### Exercise prompt
Could you render the listing below, from the line with "Guideline: the keypoint for each instance of the thumb" through the end of the listing, as a two-column CSV with the headers text and answer, where each row pairs one guideline line with the coordinates that follow it, each in a single quoted field with line breaks turned into spaces?

### Extracted information
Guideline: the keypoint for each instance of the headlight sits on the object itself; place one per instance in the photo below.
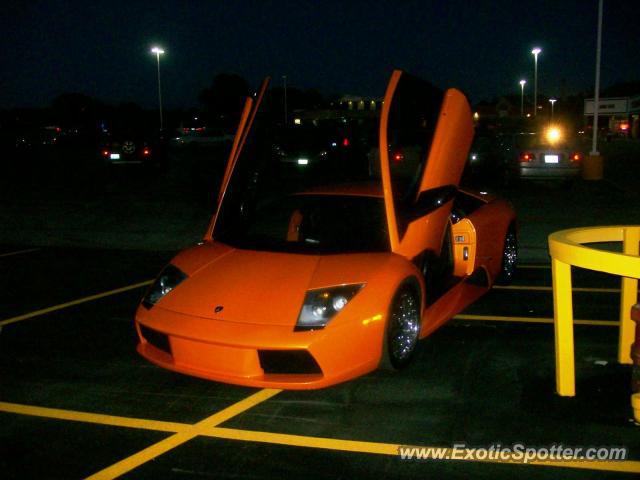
(321, 305)
(168, 279)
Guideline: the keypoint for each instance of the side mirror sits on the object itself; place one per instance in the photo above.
(429, 201)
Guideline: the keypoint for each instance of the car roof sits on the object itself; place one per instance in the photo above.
(358, 189)
(374, 189)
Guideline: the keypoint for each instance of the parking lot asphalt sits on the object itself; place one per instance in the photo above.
(77, 401)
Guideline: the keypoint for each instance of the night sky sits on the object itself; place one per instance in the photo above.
(482, 47)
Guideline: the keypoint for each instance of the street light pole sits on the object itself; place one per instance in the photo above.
(536, 51)
(596, 99)
(158, 51)
(522, 84)
(284, 80)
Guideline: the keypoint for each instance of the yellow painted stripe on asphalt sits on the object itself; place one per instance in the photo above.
(628, 466)
(181, 437)
(497, 318)
(91, 298)
(185, 432)
(550, 289)
(18, 252)
(100, 419)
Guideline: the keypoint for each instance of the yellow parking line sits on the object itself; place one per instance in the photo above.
(181, 437)
(550, 289)
(18, 252)
(497, 318)
(44, 311)
(207, 428)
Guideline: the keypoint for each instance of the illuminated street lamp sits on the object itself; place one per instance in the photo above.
(159, 51)
(536, 51)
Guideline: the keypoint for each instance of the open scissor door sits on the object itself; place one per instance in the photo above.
(424, 139)
(247, 120)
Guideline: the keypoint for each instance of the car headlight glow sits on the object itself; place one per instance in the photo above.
(170, 277)
(321, 305)
(553, 134)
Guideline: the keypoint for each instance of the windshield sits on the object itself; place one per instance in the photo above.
(307, 223)
(273, 180)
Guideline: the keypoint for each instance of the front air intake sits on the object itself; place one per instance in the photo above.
(288, 361)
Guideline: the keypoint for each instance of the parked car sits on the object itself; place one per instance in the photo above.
(201, 135)
(547, 155)
(132, 146)
(302, 286)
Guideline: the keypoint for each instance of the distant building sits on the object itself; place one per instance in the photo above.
(621, 114)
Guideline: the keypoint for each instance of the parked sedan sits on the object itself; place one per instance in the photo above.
(131, 147)
(550, 155)
(305, 288)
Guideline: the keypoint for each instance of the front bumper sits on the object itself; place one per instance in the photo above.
(259, 355)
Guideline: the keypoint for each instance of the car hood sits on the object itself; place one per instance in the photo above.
(261, 288)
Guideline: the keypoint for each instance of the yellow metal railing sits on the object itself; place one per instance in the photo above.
(567, 248)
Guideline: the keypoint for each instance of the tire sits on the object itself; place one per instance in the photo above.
(403, 329)
(509, 257)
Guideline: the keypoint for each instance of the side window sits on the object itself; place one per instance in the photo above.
(412, 121)
(463, 205)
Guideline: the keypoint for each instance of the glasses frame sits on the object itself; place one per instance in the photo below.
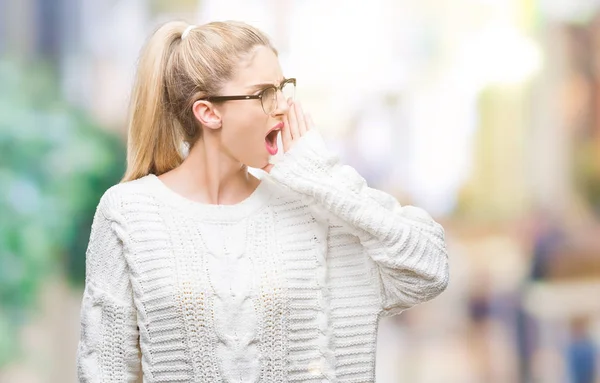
(255, 96)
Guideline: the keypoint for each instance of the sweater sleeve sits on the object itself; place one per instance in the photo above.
(108, 349)
(406, 244)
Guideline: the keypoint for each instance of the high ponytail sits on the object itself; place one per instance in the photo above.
(153, 142)
(172, 74)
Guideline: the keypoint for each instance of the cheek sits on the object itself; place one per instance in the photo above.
(244, 130)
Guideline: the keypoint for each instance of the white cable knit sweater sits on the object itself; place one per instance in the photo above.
(286, 286)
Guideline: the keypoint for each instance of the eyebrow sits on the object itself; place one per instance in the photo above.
(265, 85)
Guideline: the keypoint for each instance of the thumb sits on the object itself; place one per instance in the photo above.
(268, 168)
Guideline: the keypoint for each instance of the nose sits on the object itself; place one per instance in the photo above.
(282, 106)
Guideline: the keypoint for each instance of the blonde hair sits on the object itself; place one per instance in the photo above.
(173, 72)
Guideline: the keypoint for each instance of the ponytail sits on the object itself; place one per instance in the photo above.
(173, 72)
(154, 141)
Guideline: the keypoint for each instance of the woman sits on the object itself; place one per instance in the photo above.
(199, 272)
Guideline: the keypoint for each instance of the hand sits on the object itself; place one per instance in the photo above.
(295, 124)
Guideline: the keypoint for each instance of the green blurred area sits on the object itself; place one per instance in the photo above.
(55, 163)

### Answer for the task
text,answer
"Guideline: the keypoint for each instance of the thumb sits on the object itself; place one per instance in the photo above.","(268, 168)"
"Guideline: the keypoint for each instance of the nose sits on the object itself; place one per instance in the photo above.","(282, 106)"
"Guideline: the keypoint for each instance of the blonde hair sits on the object itself; place one per instance in the photo above.","(173, 72)"
"Guideline: the keypoint for each instance of the ponytail sits on the object itself; place one per instance in the photo above.","(173, 72) (154, 141)"
"Guideline: the keypoint for each instance of the woman sits on the object itself; place one per instance in the photo above.","(199, 272)"
"Guideline: the keypoint for each instance of the hand sits on the object itself; place one per instance in the photo above.","(295, 124)"
"Guideline: the keypoint for each instance of the green blurred area sits on the object itself; place one per instance in the photo above.","(55, 163)"